* **Work item**: Which lines of the listing hold the string "fixture"? Copy those lines.

* **Data shown**:
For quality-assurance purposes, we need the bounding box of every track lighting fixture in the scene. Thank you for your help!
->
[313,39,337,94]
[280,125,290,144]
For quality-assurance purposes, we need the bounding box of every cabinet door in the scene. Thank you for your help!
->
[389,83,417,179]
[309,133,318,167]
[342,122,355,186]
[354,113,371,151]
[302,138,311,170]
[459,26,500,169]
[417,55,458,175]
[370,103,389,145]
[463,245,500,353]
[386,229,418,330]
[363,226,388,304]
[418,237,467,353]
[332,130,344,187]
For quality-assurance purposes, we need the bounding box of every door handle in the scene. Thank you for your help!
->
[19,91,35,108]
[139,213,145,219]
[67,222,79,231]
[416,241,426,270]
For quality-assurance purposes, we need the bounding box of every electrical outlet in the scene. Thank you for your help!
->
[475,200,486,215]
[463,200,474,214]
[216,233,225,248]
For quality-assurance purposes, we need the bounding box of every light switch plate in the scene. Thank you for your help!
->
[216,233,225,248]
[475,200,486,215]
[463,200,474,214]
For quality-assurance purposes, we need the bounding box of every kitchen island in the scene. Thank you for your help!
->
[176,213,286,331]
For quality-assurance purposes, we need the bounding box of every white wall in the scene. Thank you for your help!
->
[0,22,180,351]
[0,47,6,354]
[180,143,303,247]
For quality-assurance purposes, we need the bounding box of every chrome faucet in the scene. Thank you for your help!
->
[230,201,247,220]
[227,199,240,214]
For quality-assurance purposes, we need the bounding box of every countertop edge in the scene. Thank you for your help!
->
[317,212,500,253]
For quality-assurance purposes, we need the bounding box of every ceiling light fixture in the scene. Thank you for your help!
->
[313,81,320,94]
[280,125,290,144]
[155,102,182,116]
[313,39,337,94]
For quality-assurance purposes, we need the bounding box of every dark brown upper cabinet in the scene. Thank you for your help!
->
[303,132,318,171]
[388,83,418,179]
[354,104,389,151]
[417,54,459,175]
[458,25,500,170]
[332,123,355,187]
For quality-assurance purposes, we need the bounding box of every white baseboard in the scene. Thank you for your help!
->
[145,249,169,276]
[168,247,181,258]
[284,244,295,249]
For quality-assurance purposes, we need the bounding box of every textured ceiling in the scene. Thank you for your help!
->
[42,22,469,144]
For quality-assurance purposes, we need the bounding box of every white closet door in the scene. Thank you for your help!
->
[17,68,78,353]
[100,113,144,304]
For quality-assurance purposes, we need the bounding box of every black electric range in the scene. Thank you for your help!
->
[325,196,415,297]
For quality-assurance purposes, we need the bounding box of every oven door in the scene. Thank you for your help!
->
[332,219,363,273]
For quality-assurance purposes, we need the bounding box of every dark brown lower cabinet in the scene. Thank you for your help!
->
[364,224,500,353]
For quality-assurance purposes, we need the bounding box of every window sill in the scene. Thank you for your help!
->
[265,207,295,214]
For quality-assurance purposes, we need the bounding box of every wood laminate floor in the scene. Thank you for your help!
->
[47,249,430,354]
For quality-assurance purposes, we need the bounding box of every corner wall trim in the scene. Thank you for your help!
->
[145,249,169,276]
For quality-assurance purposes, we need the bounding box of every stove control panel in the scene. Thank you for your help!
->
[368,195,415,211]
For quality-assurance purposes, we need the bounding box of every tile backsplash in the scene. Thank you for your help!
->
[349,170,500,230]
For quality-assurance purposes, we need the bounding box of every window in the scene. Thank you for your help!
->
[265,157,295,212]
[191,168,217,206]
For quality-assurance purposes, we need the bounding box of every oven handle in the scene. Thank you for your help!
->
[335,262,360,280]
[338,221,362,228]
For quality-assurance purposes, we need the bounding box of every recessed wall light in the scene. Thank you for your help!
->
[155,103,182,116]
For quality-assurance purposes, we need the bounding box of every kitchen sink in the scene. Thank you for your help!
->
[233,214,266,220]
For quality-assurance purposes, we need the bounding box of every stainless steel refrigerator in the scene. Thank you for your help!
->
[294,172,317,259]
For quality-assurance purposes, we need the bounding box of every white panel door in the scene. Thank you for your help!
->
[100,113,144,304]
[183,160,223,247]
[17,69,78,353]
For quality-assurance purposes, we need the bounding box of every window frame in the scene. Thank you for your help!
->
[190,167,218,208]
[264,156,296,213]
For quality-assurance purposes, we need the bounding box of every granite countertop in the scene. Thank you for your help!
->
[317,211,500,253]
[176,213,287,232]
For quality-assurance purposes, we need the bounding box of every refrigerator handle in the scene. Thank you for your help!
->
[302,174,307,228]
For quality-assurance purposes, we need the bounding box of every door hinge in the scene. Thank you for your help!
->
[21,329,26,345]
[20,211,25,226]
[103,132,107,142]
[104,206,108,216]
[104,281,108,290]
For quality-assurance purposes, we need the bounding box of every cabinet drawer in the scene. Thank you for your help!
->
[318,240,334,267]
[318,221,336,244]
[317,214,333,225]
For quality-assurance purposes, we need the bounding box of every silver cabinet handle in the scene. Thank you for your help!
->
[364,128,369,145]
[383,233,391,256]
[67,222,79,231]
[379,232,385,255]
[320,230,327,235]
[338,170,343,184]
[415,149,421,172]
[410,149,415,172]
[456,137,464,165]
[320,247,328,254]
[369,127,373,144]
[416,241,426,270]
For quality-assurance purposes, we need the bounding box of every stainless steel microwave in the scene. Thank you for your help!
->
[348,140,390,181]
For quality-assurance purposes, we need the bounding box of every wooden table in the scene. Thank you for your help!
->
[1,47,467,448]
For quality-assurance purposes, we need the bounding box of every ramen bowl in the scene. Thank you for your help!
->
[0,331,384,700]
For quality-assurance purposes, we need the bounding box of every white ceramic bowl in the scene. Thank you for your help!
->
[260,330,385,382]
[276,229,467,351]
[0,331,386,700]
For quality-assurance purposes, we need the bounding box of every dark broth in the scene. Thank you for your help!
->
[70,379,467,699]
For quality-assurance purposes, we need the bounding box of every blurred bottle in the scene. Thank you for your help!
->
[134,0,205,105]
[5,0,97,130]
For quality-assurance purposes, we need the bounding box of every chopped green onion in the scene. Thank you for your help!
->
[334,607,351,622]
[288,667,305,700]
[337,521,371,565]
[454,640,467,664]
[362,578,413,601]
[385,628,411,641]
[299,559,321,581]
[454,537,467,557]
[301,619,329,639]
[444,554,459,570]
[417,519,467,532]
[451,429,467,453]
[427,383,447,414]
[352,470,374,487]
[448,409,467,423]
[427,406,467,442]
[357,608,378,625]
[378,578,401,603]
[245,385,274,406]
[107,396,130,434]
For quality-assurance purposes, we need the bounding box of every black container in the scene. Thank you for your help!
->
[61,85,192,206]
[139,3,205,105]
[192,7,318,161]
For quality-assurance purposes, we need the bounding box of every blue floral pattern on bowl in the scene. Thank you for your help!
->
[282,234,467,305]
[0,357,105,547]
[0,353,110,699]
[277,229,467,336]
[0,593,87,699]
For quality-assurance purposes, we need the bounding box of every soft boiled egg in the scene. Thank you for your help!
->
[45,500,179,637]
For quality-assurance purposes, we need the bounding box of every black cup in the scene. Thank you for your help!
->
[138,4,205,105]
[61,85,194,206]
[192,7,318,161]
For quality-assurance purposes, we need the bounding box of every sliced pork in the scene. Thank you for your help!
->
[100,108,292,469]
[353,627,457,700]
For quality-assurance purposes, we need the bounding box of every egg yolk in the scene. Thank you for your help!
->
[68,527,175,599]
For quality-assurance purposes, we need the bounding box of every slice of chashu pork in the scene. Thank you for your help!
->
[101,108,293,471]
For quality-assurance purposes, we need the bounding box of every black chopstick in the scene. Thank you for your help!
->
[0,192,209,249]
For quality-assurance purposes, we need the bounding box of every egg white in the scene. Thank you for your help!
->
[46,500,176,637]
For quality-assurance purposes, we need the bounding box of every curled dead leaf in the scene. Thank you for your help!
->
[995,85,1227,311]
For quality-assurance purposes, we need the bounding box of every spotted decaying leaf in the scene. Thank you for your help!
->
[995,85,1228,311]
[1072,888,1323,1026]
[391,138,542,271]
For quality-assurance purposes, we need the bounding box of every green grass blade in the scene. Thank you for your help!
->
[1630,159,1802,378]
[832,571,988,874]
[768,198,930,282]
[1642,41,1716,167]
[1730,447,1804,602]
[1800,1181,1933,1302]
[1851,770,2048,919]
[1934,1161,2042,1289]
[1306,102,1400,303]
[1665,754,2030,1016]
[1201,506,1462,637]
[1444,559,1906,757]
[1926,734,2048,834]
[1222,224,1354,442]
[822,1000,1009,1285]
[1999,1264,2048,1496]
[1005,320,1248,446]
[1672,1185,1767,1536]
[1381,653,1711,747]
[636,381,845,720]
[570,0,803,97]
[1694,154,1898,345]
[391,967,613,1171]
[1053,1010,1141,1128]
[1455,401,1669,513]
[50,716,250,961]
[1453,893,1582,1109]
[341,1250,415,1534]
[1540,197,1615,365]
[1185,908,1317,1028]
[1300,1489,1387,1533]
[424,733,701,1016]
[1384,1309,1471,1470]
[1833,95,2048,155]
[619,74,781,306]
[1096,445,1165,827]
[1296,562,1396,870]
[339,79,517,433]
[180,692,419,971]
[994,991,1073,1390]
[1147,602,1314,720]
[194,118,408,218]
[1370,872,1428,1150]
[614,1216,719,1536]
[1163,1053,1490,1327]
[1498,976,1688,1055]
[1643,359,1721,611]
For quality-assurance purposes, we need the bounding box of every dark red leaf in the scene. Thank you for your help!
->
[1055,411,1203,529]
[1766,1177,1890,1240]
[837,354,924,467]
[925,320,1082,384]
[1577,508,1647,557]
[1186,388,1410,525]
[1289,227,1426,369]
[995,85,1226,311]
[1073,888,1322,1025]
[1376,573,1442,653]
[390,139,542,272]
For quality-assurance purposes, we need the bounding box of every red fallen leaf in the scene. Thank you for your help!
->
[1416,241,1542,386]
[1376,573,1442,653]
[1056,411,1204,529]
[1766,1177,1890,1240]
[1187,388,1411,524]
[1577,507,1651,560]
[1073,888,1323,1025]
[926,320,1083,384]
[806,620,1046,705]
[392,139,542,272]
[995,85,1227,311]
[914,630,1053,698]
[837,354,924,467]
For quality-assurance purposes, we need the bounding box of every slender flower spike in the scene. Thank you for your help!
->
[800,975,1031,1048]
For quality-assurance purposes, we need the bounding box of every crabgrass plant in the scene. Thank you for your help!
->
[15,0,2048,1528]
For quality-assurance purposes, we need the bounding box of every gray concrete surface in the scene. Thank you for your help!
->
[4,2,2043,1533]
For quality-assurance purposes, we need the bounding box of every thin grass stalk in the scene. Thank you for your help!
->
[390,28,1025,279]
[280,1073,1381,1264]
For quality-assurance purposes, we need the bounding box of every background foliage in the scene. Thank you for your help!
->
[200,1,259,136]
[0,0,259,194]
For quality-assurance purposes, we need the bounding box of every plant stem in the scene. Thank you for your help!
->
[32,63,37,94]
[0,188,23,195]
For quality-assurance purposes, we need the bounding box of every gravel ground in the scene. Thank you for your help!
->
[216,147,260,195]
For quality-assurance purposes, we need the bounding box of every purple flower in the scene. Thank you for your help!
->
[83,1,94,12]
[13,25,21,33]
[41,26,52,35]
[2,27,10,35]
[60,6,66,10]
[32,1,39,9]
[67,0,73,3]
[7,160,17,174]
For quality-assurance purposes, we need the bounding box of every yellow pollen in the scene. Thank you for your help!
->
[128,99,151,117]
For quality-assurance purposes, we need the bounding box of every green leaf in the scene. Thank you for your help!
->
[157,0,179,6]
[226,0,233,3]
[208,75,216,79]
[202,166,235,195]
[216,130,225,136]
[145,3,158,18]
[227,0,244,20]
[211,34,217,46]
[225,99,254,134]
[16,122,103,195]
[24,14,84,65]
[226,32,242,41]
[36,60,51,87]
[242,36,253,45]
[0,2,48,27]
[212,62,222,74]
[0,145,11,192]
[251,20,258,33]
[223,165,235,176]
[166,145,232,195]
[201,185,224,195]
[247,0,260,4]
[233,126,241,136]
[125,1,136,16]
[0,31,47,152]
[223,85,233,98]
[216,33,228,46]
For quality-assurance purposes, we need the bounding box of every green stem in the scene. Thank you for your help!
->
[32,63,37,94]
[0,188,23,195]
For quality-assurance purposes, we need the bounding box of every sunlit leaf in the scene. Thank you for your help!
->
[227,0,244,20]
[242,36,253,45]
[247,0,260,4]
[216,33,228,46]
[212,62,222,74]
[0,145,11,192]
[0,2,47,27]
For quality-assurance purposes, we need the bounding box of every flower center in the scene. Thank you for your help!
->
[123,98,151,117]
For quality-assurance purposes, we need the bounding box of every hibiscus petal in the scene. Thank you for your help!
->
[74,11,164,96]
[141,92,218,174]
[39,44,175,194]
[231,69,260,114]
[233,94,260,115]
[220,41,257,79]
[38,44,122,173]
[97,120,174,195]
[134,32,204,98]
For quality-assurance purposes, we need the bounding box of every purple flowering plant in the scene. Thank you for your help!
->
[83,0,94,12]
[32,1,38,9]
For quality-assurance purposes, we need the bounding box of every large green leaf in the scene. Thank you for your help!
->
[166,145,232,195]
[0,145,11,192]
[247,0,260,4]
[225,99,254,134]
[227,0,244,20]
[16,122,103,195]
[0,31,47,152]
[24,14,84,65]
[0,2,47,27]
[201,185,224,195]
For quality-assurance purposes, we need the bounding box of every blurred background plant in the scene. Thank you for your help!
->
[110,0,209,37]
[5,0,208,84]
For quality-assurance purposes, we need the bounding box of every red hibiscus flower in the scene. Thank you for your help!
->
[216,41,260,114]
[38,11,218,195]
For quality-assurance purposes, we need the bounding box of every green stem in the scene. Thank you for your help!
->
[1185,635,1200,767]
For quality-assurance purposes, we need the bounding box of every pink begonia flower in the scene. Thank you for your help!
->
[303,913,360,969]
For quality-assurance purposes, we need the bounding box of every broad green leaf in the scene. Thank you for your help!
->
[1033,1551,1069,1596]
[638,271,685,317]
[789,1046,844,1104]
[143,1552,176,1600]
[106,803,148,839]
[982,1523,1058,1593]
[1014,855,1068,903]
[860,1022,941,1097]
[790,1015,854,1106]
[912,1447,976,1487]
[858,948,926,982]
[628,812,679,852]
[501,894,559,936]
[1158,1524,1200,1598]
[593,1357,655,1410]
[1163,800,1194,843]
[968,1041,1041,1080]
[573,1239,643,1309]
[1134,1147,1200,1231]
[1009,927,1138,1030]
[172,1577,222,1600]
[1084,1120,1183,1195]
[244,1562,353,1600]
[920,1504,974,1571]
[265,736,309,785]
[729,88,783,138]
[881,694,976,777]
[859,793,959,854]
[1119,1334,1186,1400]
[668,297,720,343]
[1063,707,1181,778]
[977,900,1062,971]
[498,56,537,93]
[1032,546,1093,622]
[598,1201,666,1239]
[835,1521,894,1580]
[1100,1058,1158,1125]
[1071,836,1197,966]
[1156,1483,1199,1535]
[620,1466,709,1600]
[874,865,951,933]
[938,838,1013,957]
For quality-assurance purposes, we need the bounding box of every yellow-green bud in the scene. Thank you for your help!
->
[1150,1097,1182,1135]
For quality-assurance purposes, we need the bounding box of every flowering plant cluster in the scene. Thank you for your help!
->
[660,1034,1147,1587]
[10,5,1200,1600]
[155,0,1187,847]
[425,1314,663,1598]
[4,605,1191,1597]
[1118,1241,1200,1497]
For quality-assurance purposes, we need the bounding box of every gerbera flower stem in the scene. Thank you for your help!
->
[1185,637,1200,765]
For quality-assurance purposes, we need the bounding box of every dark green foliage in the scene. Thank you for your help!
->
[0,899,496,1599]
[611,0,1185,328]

* **Answer section**:
For quality-assurance purposes, we need the bounding box of every track lighting fixture in the scene. Thank you for your help!
For quality-assurance purposes, we need the bounding box of every ceiling light fixture in the scene. Thank you for your help!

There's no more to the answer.